Location annotation dataset excerpts
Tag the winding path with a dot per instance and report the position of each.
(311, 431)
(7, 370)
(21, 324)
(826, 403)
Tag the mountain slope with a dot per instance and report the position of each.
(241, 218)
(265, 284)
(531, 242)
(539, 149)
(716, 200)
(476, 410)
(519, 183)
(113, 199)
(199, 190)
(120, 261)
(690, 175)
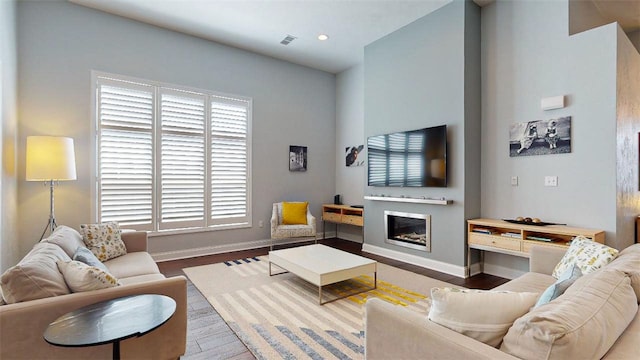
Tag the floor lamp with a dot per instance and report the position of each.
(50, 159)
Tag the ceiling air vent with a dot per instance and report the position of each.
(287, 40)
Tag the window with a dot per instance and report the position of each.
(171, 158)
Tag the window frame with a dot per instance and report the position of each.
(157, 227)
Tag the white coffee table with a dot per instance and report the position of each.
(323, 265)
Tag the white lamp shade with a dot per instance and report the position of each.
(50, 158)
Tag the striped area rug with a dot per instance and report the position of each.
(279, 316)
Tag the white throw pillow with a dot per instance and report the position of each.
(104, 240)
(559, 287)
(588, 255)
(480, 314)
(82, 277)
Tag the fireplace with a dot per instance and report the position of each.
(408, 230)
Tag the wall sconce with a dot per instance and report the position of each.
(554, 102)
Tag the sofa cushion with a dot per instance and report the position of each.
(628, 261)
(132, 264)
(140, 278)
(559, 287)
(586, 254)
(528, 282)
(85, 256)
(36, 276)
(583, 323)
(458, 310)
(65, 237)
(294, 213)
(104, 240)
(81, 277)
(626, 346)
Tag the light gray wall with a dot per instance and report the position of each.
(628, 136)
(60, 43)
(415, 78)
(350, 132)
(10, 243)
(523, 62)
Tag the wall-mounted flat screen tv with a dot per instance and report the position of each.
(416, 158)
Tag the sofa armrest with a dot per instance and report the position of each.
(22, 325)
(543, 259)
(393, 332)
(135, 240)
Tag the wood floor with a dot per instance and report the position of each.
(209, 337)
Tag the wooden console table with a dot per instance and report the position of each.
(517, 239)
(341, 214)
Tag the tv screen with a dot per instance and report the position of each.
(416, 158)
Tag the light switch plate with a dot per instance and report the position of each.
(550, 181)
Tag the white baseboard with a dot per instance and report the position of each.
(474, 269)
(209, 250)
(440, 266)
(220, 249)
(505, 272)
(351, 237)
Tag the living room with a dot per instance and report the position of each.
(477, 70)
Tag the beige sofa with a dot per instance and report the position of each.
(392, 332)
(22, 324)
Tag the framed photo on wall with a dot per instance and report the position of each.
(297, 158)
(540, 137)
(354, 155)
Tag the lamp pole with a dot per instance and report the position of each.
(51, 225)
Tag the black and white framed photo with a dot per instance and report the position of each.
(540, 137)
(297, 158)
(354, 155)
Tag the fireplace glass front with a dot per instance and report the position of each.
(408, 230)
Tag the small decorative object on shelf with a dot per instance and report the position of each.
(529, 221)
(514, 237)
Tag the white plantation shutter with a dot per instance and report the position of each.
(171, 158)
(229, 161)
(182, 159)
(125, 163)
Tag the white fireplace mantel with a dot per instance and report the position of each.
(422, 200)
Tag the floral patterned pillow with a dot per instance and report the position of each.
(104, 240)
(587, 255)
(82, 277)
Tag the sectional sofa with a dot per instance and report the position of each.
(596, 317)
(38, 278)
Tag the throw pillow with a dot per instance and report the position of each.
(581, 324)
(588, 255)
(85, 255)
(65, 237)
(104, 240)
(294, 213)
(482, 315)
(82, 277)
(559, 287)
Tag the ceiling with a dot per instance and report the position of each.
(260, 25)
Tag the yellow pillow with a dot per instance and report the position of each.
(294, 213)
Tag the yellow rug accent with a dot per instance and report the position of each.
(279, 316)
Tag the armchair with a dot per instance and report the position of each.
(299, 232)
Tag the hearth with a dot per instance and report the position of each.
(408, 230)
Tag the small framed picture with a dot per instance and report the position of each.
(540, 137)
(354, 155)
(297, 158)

* * *

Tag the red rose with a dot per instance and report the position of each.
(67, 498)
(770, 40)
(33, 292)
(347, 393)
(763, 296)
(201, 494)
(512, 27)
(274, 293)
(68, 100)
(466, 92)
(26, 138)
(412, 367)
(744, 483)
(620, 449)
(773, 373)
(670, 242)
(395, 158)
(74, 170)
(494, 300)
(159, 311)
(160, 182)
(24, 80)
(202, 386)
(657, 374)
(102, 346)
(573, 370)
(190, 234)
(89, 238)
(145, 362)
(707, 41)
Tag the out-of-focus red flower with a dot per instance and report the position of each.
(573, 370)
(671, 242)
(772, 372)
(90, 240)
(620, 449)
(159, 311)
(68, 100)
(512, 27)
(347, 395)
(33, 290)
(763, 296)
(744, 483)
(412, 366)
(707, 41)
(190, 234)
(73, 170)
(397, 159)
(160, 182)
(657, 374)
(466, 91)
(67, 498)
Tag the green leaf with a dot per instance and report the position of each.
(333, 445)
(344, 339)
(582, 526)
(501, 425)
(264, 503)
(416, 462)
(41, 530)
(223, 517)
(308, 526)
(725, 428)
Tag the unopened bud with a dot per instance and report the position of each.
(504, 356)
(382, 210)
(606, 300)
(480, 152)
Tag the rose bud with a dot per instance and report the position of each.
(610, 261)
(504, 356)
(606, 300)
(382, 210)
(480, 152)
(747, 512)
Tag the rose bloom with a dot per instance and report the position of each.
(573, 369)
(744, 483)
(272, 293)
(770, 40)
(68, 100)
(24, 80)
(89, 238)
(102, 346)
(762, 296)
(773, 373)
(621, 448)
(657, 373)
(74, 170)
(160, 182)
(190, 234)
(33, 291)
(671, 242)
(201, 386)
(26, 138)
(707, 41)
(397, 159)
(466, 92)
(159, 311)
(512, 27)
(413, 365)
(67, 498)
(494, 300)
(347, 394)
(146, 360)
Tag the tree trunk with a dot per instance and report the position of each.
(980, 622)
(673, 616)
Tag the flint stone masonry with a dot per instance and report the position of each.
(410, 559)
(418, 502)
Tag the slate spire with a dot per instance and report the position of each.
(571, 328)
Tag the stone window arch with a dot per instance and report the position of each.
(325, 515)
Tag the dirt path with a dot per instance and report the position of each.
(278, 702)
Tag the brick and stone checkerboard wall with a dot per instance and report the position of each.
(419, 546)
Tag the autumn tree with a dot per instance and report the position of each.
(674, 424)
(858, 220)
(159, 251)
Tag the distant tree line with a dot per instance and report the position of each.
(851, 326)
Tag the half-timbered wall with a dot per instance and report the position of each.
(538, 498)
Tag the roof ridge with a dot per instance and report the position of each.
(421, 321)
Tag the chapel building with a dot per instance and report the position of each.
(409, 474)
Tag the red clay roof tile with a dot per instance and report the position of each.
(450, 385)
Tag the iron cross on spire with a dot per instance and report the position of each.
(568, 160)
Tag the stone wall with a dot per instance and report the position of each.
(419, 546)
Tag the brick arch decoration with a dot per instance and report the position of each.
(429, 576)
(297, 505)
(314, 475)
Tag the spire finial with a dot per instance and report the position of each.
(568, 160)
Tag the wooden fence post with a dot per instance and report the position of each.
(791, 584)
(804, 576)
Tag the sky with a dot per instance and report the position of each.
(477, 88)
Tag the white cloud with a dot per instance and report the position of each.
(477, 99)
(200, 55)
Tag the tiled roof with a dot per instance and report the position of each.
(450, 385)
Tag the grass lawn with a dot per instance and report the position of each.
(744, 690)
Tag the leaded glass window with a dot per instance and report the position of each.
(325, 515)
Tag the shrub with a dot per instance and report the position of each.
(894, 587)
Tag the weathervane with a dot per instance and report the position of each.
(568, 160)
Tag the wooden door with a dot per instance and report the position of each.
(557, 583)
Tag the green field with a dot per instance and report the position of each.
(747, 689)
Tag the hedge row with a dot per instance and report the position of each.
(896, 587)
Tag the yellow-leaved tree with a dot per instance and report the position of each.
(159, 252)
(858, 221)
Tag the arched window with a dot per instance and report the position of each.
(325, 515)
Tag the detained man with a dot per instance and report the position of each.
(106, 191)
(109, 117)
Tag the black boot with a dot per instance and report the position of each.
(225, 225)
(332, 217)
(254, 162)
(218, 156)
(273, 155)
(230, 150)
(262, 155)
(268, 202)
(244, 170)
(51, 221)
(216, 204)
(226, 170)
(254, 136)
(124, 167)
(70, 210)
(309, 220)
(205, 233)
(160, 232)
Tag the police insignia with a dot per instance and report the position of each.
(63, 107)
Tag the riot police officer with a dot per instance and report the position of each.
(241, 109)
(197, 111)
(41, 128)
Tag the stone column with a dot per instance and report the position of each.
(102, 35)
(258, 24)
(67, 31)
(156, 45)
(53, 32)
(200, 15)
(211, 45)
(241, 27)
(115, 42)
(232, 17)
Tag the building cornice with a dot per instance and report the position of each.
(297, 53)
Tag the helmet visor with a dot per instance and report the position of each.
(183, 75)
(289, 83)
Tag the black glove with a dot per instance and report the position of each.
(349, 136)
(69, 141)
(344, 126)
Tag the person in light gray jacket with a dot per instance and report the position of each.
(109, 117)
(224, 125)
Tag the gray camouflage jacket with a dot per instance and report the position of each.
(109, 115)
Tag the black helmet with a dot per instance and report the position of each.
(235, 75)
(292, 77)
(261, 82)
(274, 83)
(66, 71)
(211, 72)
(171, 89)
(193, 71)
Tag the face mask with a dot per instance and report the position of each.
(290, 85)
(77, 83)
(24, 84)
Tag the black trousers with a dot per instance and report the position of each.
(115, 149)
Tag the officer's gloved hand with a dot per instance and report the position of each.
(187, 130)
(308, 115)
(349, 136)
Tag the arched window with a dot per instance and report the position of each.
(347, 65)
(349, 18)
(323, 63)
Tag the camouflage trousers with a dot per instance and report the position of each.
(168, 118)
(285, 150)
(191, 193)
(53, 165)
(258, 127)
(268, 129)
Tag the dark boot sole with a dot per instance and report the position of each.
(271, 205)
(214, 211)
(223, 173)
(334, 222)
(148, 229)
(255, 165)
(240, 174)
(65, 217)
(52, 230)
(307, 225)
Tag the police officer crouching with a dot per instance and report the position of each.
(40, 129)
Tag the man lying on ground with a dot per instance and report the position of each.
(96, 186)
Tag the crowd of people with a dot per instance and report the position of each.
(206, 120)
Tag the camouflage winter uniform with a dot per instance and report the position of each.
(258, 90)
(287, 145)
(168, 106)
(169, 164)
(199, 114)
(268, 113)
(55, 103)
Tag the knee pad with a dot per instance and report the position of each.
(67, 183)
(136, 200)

---

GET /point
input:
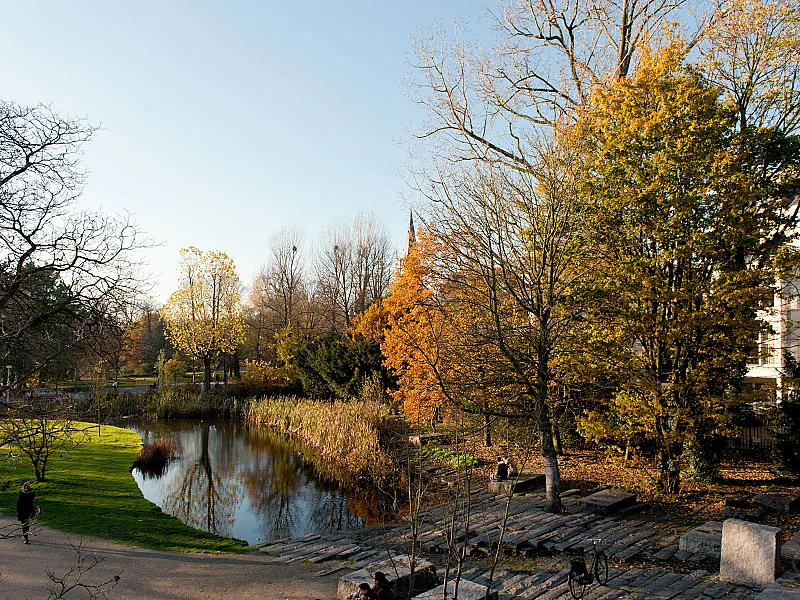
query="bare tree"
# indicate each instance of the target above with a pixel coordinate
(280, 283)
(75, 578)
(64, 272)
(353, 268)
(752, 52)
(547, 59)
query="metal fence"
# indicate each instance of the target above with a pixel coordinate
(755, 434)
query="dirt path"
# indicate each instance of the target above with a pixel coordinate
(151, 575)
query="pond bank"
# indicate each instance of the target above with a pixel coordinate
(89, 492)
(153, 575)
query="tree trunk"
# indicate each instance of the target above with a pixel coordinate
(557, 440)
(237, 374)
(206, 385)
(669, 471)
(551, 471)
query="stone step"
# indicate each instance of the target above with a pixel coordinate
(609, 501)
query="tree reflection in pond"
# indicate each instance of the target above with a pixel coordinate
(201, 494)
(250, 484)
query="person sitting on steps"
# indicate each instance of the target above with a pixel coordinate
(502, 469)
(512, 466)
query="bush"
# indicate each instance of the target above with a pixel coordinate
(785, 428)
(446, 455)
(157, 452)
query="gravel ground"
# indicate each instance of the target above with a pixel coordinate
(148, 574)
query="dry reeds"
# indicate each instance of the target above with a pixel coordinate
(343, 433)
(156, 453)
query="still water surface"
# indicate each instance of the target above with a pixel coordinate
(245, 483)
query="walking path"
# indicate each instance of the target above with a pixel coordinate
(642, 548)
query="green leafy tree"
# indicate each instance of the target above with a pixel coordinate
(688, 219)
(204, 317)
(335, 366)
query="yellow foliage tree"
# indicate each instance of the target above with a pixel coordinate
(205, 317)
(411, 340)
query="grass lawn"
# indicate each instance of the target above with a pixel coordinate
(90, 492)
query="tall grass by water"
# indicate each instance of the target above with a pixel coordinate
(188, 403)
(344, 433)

◆ **SHORT TASK**: Find every line in the listing that contains the word "white" and copy each such line. Matching is case-sensitive.

◆ **EXPECTED OUTPUT**:
Tag the white coffee table with a dot per instance and report the position of each.
Tag the white lamp shade with a dot per instance and report the position of each.
Tag the white throw pillow with a dot per instance and report the position of each.
Tag the white baseboard with a dot per instance and report the position of each.
Tag the black and white framed photo with a dot per instance and report the position of each.
Tag the white plantation shutter with a dot per instance and report the position of each.
Tag the white fireplace mantel with a dot per instance and report the position of each.
Tag the white cloud with a dot per instance and report the position of each.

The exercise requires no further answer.